SOURCE INFORMATION:

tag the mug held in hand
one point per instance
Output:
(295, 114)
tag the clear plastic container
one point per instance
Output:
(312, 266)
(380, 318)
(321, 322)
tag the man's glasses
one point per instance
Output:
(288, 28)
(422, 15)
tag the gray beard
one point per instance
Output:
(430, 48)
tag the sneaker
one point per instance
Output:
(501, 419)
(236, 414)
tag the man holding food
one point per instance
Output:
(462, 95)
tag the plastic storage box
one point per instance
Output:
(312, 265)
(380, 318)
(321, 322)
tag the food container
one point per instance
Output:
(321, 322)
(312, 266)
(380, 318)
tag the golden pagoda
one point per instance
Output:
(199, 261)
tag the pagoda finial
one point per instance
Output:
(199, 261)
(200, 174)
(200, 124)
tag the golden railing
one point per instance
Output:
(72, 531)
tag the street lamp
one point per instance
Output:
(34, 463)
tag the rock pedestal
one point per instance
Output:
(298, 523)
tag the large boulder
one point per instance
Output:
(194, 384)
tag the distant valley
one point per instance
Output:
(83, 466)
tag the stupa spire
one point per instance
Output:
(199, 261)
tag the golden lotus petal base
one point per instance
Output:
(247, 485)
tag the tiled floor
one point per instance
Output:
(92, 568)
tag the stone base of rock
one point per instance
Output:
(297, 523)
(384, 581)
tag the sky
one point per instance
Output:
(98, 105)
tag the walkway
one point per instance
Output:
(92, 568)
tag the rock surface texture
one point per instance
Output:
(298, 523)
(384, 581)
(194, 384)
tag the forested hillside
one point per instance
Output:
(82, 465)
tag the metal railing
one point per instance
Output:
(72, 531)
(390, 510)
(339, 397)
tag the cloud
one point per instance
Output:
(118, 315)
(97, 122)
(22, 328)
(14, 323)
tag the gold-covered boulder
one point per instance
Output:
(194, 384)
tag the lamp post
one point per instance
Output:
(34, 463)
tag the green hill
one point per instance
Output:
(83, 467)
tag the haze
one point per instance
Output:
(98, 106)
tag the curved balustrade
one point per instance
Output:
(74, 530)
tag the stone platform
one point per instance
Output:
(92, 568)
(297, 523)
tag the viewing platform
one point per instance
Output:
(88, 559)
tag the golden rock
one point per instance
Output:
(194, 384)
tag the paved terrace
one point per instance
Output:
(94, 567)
...
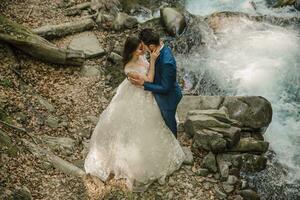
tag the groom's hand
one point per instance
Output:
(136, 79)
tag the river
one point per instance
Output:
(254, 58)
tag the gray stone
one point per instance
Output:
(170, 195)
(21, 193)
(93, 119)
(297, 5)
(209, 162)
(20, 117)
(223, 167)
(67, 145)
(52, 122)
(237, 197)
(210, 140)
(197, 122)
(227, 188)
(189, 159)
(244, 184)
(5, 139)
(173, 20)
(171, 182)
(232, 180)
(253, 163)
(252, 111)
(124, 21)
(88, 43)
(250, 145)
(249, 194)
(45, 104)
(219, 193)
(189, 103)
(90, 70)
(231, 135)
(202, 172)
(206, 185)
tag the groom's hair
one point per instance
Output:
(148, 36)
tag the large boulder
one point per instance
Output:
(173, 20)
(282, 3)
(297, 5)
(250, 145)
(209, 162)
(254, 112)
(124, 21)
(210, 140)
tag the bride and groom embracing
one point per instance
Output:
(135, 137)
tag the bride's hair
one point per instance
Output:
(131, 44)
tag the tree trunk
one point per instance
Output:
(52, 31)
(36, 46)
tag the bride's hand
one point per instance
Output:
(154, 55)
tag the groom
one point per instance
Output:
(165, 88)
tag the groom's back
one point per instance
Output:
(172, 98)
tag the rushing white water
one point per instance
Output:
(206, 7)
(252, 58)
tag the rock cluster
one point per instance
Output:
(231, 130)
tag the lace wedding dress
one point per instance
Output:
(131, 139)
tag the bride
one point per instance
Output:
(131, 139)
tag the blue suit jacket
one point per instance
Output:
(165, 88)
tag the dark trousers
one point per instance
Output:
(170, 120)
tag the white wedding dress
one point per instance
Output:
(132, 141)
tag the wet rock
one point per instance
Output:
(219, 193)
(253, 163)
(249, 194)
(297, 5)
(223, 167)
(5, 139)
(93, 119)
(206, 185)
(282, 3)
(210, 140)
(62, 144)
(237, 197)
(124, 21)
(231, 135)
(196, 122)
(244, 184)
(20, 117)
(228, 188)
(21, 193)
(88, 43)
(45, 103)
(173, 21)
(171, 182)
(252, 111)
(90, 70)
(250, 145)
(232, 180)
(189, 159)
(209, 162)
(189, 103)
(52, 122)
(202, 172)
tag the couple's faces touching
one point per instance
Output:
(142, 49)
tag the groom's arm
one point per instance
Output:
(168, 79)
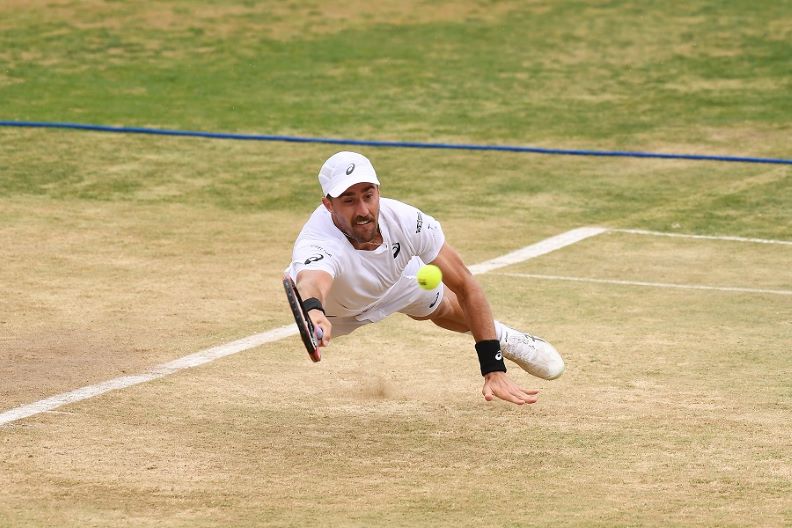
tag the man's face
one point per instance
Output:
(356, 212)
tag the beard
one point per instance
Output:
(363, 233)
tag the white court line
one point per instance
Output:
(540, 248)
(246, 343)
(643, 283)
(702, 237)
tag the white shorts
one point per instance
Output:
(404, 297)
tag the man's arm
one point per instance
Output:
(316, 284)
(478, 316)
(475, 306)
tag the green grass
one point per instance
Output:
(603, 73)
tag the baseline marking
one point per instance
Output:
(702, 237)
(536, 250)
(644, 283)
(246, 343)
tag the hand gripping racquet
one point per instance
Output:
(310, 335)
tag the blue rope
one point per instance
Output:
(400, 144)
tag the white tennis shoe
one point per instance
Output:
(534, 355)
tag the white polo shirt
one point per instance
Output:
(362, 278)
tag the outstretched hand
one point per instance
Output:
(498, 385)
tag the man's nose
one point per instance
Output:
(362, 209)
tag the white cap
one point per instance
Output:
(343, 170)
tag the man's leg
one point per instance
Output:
--
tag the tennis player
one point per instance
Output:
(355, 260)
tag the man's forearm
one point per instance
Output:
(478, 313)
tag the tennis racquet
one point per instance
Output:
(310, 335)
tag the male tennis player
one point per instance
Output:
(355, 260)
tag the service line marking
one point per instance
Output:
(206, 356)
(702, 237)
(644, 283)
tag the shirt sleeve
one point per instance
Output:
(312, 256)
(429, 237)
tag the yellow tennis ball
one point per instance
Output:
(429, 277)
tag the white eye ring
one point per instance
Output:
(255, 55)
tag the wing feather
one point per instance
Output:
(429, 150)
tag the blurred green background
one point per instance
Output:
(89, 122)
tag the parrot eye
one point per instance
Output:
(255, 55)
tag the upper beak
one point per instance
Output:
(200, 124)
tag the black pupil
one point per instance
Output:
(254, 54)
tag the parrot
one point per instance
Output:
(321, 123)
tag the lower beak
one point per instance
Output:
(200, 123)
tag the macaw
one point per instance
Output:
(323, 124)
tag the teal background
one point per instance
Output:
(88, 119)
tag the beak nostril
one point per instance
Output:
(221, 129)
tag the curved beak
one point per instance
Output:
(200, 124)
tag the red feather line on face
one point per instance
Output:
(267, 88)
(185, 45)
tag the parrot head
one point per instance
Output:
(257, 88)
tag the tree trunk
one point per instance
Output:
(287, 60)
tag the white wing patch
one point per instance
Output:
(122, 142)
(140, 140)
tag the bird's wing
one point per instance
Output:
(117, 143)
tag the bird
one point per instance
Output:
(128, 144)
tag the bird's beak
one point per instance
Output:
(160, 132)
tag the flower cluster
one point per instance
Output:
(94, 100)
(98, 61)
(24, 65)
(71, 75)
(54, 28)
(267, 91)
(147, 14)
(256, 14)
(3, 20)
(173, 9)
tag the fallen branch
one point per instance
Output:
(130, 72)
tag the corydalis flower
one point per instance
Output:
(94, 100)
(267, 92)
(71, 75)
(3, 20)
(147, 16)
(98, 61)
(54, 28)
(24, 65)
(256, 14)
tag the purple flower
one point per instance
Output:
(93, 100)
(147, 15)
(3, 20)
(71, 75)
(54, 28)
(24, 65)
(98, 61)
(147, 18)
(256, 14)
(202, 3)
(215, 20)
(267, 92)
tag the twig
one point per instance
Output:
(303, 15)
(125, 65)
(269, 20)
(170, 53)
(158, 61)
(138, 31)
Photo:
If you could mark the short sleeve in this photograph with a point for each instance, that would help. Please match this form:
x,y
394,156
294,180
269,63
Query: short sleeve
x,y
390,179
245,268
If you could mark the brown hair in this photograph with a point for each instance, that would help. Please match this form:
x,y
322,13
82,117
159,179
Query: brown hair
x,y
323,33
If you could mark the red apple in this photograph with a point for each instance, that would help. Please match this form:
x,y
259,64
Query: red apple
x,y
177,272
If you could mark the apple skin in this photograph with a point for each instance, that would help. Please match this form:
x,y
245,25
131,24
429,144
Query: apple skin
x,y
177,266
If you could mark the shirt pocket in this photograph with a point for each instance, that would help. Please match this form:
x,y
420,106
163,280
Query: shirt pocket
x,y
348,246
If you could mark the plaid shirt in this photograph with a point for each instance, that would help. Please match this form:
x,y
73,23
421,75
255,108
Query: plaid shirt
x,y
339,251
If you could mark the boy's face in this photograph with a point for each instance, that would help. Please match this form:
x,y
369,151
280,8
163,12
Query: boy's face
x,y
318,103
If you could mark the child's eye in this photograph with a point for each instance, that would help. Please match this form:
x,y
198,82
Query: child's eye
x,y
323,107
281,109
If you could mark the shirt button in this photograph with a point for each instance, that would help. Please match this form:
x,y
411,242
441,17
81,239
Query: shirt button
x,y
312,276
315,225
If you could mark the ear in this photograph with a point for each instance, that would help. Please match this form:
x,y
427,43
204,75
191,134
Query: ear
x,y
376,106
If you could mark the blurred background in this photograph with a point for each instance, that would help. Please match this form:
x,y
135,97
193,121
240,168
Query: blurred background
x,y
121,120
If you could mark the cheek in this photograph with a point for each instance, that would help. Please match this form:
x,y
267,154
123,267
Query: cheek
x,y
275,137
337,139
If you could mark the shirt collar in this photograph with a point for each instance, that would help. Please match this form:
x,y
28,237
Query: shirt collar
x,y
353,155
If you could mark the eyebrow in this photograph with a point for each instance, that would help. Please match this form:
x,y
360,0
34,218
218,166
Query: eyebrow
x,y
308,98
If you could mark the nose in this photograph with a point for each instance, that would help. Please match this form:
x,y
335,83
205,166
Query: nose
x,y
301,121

TASK DETAILS: Provide the count of lines above containing "groom", without any added words.

WRITTEN RESPONSE: 6